▶ _YOUR TASK_
Your task is to print every entry below exactly as given.
==== PROVIDED DATA
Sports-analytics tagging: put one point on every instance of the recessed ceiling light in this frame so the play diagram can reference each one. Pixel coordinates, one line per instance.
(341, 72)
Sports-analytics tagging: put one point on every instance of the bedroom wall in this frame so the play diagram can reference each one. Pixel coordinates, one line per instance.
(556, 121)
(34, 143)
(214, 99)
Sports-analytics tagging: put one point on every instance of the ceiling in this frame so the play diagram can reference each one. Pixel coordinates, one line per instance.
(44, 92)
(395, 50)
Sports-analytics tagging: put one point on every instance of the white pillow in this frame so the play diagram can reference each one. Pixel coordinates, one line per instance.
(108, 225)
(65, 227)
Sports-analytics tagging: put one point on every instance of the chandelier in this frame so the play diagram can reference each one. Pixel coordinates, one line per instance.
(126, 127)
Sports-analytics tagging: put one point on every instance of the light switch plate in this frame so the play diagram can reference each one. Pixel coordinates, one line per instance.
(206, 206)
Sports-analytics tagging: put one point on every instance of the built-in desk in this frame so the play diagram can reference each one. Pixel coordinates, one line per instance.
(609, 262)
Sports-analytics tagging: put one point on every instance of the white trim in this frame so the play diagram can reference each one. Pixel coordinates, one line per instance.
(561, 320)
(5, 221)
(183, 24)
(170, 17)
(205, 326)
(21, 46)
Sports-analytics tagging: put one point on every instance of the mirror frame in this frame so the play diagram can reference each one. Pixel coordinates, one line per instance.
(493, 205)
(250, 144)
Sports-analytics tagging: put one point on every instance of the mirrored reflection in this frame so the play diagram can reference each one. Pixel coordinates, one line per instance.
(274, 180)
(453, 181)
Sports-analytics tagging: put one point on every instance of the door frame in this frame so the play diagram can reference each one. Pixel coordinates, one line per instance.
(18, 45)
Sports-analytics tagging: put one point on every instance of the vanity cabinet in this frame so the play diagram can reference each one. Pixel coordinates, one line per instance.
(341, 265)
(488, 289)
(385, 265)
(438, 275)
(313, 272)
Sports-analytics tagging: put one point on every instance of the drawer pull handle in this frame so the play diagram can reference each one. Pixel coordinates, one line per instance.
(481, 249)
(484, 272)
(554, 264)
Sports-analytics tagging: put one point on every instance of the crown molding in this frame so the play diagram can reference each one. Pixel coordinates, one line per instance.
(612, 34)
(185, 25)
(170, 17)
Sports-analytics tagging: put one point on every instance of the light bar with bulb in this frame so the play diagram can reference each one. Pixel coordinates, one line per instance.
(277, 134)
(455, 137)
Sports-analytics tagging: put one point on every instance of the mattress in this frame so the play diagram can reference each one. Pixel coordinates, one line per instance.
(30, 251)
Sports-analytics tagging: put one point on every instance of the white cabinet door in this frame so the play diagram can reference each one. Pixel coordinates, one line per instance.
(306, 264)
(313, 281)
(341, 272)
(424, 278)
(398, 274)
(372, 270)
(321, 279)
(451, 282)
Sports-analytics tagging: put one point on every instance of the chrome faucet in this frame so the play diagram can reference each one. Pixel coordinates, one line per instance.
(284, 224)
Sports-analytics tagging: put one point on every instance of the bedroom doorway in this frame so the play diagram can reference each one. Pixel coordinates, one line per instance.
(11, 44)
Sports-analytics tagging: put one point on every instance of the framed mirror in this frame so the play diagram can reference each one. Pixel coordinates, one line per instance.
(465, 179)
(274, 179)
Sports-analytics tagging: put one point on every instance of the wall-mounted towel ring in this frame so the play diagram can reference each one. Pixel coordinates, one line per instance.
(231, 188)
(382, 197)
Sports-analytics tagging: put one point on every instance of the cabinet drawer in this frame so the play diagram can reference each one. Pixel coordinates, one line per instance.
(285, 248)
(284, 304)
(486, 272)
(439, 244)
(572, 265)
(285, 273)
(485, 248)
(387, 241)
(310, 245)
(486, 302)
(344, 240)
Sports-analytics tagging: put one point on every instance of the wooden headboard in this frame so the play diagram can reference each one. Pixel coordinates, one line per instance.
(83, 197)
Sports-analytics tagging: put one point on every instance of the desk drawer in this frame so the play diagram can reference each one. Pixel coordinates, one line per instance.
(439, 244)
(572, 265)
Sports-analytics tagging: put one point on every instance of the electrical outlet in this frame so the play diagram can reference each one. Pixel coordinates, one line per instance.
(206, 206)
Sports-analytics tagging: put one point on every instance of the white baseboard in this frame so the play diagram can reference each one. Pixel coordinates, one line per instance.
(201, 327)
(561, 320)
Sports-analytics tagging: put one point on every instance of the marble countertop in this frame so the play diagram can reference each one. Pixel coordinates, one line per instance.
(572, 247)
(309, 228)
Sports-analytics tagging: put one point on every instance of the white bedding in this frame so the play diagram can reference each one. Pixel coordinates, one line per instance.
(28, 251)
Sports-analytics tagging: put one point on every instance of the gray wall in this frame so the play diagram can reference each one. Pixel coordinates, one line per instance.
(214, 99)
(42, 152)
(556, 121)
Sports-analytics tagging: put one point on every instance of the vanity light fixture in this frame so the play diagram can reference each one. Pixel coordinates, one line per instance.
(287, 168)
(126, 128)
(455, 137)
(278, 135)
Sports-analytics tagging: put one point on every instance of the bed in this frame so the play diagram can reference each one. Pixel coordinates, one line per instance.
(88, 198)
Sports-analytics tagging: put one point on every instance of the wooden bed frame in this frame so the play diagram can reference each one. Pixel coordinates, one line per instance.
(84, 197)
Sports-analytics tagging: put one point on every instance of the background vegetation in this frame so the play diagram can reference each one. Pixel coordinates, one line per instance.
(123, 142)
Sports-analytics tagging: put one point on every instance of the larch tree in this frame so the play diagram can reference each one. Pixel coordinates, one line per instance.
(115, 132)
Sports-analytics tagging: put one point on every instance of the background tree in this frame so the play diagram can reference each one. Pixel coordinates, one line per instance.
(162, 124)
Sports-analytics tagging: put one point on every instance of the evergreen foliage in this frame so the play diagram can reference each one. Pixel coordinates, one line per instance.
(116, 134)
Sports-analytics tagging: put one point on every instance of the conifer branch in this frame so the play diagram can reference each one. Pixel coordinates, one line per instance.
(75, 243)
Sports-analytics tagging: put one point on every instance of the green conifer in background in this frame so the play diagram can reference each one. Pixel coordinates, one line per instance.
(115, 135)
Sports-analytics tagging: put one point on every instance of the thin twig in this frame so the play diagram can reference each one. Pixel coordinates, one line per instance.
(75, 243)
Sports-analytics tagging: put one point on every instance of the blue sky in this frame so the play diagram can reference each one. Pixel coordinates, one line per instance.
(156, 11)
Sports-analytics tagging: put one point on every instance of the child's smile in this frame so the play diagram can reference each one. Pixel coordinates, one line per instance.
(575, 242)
========
▶ _EXERCISE RESULT_
Sports-analytics tagging: put one point on every instance of the recessed ceiling light in this frame so the play diagram can reference each one. Pixel coordinates, one line per instance.
(341, 72)
Sports-analytics tagging: put one point on every instance of the bedroom wall in this frame so the play diagram can reference each one. Pixel coordinates, one line per instance.
(556, 121)
(34, 143)
(214, 99)
Sports-analytics tagging: put one point on every instance of the ceiling in this frame so the play diagram can reference each one. Pixel coordinates, one line per instance.
(44, 92)
(395, 50)
Sports-analytics tagging: put one point on every instance of the white pillow in this frame so the play diagram can reference each one. Pixel coordinates, one line per instance.
(108, 225)
(65, 227)
Sports-analytics tagging: put one point on every instance of the chandelier in this frame so the play diagram can reference each one. Pixel coordinates, one line per instance.
(126, 127)
Sports-analytics tagging: put one point on every instance of the light switch plate in this frame so the play diagram can reference each one. Pixel coordinates, one line per instance.
(206, 206)
Sports-analytics tagging: put one point on every instance of the built-in desk in this frame so the play diagram can reference each one. Pixel coordinates, one line per instance.
(609, 262)
Sports-analytics tagging: put one point on every instance of the white trim in this frame so the play diagram can reference each one. Pixel coordinates, one line per instance.
(561, 320)
(5, 221)
(183, 24)
(170, 17)
(205, 326)
(21, 46)
Sports-analytics tagging: put one point on every instance of the mirror frame in this frame so the play diagram can reference each one. Pixel coordinates, one line per instance.
(493, 205)
(250, 144)
Sports-analytics tagging: put one point on every instance of the mirrored reflection in this frame so the play diagram can reference each one. Pixel coordinates, one line per instance.
(274, 180)
(453, 181)
Sports-analytics tagging: put one point on every instance of the door frame in this frame so the play diagram can reference each one. Pixel coordinates, one line per instance.
(18, 45)
Sports-analytics tagging: put one point on every instance of the vanity cabinet in this frame so the play diagram can reference each one. Pixel coordinates, one line per instance.
(341, 265)
(488, 289)
(385, 265)
(438, 275)
(313, 272)
Sports-analytics tagging: put one point on every instance of the drawer pull handle in this frame so the play diagram can reference each one. Pixel coordinates, one line per instance.
(481, 249)
(484, 272)
(554, 264)
Sports-analytics tagging: put one point on every instance of the crown molding in this frame so the play diagram can reference each one. Pixel coordinates, one line per instance.
(612, 34)
(185, 25)
(170, 17)
Sports-analytics tagging: put one point on every instance of the light bar with bulb in this frame so the play diagram can reference each one. Pixel coordinates, one line per instance.
(277, 134)
(455, 137)
Sports-analytics tagging: put one point on every instance of the mattress in this frame so the play diagram can reference each one. Pixel coordinates, one line per instance.
(30, 251)
Sports-analytics tagging: put one point on every instance of the white cabinet door in this frame so the play diagram can reference each one. Pixel coordinates, one line per instance.
(306, 264)
(313, 281)
(341, 272)
(424, 278)
(398, 274)
(372, 270)
(321, 279)
(451, 282)
Sports-analytics tagging: put one point on every instance of the chrome faucet in this frame so the play diagram can reference each one. Pixel coordinates, one line per instance.
(284, 224)
Sports-analytics tagging: put one point on every instance of the bedroom doorway in this frame so the play diagram can reference each one. Pixel coordinates, one line per instance.
(11, 44)
Sports-analytics tagging: put one point on every instance of the framed mirror in this frame so the play diagram can reference each one. Pixel coordinates, one line per instance.
(465, 179)
(274, 179)
Sports-analytics tagging: put one point on every instance of the wall-mounted towel ring in this frame so the play diagram can reference each one. Pixel coordinates, one line per instance.
(231, 188)
(382, 197)
Sports-analytics tagging: put one point on every instance of the cabinet drawer in this frame so the play diagram can reference each one. Pixel coordinates, one line per instance.
(285, 248)
(284, 304)
(486, 272)
(439, 244)
(572, 265)
(285, 273)
(485, 248)
(387, 241)
(310, 245)
(486, 302)
(344, 240)
Sports-analytics tagging: put one point on every instance of the wooden headboard in this frame so the play diagram can reference each one. Pixel coordinates, one line per instance.
(83, 197)
Sports-analytics tagging: put one point on every instance of the desk drawer in this frame so the play diagram can reference each one. Pixel coordinates, one line per instance.
(439, 244)
(572, 265)
Sports-analytics tagging: put one point on every instance of the electrical outlet in this frame so the play diagram can reference each one. Pixel coordinates, one line per instance.
(206, 206)
Sports-analytics tagging: put one point on every instance of the white baseboard in this frame so the play diagram can reference each one. Pixel coordinates, one line per instance.
(201, 327)
(561, 320)
Sports-analytics tagging: put one point on every instance of the marble countertop in this frame so the play diagram can reference each one. Pixel coordinates, one line per instance.
(572, 247)
(309, 228)
Sports-analytics tagging: put one point on every instance of the white bedding in this frame so the play diagram can reference each one. Pixel coordinates, one line per instance.
(28, 251)
Sports-analytics tagging: put one point on every instance of the gray wall in this frame so the play diagram can reference each one. Pixel coordinates, one line per instance.
(214, 99)
(42, 152)
(556, 121)
Sports-analytics tagging: put one point on every instance of the vanity light fixture in this frame so the play diagram can reference each one. Pixel coordinates, one line per instance.
(287, 168)
(126, 128)
(455, 137)
(278, 135)
Sports-analytics tagging: put one point on every instance of the bed in this frame so the play diagram can reference each one. Pixel coordinates, one line per instance.
(88, 198)
Sports-analytics tagging: put one point on every instance of the wooden bed frame in this frame so the play diagram can reference each one. Pixel coordinates, one line per instance.
(84, 197)
Sports-analytics tagging: put one point on every instance of the background vegetation in this frame so the play diagram can reference each one. Pixel coordinates, one line per instance.
(123, 142)
Sports-analytics tagging: put one point on every instance of the larch tree in this frame so the play diagram can reference each one. Pixel coordinates, one line per instance.
(115, 132)
Sports-analytics tagging: put one point on every instance of the background tree in this frame so the play diagram can reference each one. Pixel coordinates, one line per instance.
(162, 124)
Sports-analytics tagging: put one point on every instance of the evergreen foliage in this frame so the play diagram can reference each one. Pixel coordinates, one line per instance.
(116, 134)
Sports-analytics tagging: put one point on every instance of the conifer branch in this frame so the play diagram can reference each one. Pixel coordinates, one line per instance.
(75, 243)
Sports-analytics tagging: put one point on every instance of the green conifer in background in this frame so the play diagram can reference each one. Pixel coordinates, one line per instance.
(115, 135)
Sports-analytics tagging: put one point on every instance of the thin twig in this frame so the play diagram can reference each one. Pixel coordinates, one line per instance.
(75, 243)
Sports-analytics tagging: put one point on every instance of the blue sky in this frame so the play diagram can reference each one. Pixel coordinates, one line per instance.
(156, 11)
Sports-analytics tagging: put one point on every instance of the child's smile in this frame so the play diagram can reference each one. Pixel coordinates, one line per instance.
(575, 242)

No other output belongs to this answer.